Exercise =
State how many lines in the records below contain the string "stem". Reply with the number alone.
# START OF Provided information
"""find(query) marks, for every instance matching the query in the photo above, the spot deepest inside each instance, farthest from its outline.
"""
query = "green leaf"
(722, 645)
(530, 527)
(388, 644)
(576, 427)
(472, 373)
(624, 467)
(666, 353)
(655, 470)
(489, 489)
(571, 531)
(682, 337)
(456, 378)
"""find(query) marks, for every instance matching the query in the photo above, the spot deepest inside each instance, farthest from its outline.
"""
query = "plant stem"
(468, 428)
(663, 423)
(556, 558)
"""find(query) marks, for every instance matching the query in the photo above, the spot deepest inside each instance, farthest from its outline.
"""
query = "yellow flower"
# END OF Provided information
# START OF Provided information
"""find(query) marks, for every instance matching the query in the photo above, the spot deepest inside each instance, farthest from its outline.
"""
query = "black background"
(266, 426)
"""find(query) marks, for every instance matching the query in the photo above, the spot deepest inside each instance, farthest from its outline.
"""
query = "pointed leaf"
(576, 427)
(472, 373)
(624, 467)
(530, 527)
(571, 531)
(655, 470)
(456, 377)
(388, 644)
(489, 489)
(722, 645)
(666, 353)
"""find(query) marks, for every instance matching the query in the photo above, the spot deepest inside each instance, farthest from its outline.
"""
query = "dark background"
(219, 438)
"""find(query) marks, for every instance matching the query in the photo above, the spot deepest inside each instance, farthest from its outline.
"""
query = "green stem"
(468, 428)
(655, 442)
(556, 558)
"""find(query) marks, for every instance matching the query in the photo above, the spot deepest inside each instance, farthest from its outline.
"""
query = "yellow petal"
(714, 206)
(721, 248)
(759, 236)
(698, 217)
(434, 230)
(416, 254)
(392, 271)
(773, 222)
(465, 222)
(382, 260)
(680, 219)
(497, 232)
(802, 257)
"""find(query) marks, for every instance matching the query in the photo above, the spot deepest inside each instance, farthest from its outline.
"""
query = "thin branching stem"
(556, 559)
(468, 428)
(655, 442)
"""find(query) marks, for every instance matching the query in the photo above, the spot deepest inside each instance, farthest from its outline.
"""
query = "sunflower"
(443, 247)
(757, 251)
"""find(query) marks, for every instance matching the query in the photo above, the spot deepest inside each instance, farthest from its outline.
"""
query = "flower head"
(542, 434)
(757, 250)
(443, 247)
# END OF Provided information
# START OF Provided information
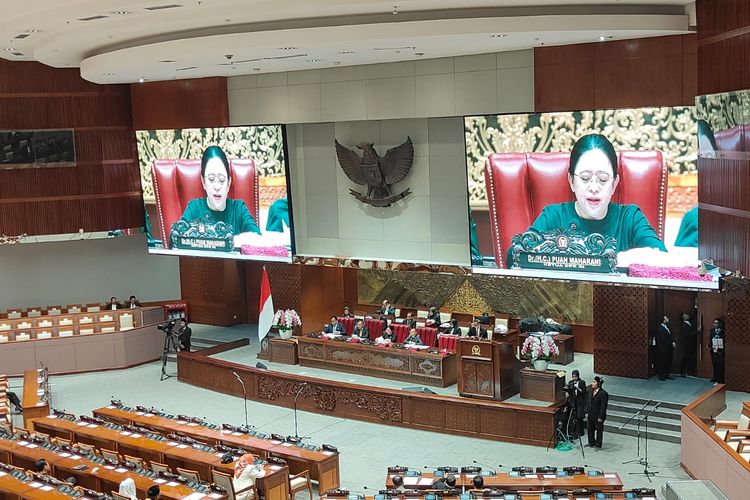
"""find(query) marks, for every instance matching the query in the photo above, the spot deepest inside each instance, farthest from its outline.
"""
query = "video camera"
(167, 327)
# END OF Provided information
Response below =
3